(Stored entries)
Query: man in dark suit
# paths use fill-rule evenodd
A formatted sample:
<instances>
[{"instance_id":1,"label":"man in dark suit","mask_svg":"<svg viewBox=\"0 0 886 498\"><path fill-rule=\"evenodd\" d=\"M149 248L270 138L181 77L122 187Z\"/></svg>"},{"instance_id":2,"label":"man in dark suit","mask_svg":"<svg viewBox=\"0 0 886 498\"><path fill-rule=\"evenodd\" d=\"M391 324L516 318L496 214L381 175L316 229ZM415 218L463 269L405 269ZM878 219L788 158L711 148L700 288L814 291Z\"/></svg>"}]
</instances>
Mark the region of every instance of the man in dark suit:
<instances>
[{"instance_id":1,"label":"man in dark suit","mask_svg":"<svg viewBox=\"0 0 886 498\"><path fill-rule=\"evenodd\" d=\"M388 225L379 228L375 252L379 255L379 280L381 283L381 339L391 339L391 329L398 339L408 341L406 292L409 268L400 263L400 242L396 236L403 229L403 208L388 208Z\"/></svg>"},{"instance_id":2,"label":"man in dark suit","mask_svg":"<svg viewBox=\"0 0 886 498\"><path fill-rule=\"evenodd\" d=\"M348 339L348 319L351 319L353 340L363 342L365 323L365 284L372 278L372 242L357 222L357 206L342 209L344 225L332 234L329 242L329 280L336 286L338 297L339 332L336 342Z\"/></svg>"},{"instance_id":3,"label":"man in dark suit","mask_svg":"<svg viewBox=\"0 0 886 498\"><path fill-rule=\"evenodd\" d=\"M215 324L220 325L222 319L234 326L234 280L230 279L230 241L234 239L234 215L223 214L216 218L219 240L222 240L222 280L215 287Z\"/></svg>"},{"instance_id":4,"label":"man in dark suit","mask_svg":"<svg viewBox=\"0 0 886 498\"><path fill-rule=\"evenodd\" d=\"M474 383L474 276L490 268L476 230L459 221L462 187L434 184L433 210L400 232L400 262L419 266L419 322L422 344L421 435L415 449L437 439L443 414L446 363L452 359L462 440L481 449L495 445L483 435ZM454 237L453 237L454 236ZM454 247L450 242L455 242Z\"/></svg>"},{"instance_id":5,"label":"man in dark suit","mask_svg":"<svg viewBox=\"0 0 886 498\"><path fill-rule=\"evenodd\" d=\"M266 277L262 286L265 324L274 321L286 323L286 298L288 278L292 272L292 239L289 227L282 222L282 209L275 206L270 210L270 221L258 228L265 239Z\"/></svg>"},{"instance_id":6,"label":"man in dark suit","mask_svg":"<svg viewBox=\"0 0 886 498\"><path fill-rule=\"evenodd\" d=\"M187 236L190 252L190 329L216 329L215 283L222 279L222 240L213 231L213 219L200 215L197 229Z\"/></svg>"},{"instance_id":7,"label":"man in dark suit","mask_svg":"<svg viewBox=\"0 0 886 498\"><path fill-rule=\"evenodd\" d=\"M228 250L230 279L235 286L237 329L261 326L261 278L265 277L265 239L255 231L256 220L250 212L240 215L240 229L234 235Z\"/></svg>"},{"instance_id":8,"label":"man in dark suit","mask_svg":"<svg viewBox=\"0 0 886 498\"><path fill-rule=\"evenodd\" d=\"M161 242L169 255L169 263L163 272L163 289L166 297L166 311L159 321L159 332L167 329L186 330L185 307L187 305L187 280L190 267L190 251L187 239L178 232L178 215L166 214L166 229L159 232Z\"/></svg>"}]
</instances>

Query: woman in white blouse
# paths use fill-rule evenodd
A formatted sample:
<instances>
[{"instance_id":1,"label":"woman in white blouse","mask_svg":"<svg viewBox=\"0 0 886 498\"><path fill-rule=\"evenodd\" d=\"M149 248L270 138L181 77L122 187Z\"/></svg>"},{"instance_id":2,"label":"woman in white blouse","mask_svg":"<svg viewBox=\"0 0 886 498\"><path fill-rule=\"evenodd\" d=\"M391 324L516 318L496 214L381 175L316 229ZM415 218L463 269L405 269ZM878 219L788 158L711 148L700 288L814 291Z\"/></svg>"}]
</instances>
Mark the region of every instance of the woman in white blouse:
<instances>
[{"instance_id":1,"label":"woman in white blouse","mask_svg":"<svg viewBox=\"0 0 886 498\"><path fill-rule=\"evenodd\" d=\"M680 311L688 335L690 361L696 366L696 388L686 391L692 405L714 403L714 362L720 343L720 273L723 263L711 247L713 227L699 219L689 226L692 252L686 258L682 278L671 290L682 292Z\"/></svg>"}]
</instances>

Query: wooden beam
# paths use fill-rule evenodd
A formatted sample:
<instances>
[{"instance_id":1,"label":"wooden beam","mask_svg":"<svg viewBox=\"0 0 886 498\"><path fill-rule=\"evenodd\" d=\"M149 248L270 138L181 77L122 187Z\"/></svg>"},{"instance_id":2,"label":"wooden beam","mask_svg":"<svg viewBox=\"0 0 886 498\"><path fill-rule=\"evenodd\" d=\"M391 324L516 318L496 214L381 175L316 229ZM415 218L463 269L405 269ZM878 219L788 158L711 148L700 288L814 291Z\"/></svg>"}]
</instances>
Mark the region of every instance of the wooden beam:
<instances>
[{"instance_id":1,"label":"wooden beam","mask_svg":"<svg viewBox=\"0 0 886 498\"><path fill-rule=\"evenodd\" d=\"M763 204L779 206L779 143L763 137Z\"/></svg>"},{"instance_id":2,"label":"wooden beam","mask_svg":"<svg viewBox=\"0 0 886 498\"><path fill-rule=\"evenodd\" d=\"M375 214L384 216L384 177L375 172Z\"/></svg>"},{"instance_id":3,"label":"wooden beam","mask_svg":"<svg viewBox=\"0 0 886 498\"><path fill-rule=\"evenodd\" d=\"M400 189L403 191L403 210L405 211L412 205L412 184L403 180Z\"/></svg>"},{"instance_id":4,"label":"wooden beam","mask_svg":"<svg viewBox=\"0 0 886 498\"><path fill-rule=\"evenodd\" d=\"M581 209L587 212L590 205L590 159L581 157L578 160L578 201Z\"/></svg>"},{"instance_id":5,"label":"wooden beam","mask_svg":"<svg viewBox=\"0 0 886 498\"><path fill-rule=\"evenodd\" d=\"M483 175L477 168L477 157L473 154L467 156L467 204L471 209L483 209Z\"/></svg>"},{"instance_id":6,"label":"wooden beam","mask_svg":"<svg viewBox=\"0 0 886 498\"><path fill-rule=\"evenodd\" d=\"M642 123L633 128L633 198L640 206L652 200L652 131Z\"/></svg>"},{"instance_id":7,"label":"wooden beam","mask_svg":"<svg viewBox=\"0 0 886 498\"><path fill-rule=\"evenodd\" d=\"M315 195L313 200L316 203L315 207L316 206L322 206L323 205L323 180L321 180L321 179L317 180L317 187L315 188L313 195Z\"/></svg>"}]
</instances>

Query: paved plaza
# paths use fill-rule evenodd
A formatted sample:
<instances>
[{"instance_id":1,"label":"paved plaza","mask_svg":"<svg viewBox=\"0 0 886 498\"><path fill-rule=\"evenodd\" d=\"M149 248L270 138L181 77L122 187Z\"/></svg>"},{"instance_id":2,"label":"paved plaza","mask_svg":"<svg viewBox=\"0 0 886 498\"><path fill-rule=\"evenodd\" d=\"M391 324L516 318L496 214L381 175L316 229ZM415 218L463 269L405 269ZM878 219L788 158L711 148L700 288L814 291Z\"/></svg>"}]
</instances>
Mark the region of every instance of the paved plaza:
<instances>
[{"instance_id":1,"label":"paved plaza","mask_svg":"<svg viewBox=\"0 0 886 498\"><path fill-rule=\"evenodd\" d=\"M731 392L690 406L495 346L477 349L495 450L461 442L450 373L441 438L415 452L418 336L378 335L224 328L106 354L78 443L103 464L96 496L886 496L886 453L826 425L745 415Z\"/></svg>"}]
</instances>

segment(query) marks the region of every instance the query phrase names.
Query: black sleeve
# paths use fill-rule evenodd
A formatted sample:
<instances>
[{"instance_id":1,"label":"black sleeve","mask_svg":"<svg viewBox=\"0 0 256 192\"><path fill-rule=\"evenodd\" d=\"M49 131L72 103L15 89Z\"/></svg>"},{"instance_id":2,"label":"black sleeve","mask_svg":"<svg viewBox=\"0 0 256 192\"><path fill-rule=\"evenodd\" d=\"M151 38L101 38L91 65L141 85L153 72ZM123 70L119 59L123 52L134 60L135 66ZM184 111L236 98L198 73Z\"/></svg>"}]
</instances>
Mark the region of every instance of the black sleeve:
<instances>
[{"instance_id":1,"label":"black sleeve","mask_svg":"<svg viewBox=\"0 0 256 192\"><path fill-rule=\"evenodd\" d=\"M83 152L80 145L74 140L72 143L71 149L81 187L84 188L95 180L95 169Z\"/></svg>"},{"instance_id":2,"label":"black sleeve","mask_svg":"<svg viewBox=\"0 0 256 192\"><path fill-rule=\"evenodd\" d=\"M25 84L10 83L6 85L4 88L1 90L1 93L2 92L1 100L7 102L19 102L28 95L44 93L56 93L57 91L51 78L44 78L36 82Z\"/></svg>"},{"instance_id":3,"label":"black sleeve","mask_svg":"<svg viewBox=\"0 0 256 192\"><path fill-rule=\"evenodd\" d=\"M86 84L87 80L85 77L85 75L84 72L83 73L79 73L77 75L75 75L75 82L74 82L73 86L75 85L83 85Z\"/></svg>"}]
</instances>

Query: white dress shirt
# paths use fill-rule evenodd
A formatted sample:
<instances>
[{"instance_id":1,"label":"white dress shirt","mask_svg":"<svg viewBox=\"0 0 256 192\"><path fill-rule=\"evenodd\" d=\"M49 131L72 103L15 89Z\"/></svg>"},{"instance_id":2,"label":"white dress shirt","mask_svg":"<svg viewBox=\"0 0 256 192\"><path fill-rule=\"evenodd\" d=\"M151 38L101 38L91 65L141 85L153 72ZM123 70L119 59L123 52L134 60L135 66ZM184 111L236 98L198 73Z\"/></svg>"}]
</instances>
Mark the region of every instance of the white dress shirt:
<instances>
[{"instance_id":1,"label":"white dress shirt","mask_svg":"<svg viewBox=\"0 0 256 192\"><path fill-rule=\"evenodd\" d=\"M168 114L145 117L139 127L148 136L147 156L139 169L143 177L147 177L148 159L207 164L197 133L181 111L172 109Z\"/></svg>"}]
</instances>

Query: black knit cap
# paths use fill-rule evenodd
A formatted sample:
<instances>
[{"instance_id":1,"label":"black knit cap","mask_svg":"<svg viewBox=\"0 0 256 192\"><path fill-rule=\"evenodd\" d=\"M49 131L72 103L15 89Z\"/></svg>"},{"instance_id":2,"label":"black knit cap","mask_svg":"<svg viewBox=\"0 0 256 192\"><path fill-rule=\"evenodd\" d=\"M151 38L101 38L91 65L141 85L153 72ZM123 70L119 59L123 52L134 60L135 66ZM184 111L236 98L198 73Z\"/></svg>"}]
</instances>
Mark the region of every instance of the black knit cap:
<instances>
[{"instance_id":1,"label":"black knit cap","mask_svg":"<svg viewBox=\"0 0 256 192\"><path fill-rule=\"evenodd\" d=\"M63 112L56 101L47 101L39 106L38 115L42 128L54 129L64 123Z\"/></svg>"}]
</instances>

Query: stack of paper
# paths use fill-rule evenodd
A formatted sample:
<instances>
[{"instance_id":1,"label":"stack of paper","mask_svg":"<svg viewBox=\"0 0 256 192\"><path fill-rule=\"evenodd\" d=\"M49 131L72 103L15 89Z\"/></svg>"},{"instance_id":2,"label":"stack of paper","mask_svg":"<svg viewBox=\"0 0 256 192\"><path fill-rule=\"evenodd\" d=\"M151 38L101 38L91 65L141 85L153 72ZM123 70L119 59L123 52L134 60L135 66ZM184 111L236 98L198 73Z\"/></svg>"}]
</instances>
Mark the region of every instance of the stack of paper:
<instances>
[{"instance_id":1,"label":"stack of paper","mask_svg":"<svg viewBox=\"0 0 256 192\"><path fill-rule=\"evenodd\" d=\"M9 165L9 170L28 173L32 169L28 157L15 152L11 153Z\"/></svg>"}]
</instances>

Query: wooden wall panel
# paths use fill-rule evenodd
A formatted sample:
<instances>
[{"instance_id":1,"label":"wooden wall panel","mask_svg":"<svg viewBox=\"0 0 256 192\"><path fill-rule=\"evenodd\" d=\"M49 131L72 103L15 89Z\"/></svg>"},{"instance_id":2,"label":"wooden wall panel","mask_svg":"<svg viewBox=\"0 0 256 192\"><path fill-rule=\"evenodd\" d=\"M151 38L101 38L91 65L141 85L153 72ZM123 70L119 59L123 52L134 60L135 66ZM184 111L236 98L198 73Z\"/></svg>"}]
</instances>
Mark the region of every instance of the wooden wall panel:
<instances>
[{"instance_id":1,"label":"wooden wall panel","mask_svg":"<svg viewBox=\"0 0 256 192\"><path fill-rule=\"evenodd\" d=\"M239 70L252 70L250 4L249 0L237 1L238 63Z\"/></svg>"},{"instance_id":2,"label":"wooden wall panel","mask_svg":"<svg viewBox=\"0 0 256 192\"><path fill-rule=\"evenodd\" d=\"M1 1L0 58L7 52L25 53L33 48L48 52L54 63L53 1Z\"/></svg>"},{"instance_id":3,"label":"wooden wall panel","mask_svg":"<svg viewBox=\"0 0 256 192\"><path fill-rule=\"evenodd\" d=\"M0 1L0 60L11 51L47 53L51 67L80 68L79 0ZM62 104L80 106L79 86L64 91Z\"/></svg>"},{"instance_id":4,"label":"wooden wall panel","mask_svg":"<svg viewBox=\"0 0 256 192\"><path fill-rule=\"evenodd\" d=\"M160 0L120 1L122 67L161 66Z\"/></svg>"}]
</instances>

## Task
List each line of the stored entries that contains the word "plaza", matching case exactly.

## Complete output
Query: paved plaza
[{"instance_id":1,"label":"paved plaza","mask_svg":"<svg viewBox=\"0 0 886 498\"><path fill-rule=\"evenodd\" d=\"M149 248L270 138L181 77L122 187Z\"/></svg>"},{"instance_id":2,"label":"paved plaza","mask_svg":"<svg viewBox=\"0 0 886 498\"><path fill-rule=\"evenodd\" d=\"M391 324L516 318L496 214L381 175L316 229ZM415 218L463 269L405 269ZM878 219L788 158L711 148L700 288L814 291Z\"/></svg>"}]
Mark the region of every instance of the paved plaza:
[{"instance_id":1,"label":"paved plaza","mask_svg":"<svg viewBox=\"0 0 886 498\"><path fill-rule=\"evenodd\" d=\"M731 392L690 406L495 346L477 349L495 450L461 442L450 373L441 438L415 452L418 336L378 335L224 328L106 354L78 443L103 464L96 496L886 496L886 453L826 425L745 415Z\"/></svg>"}]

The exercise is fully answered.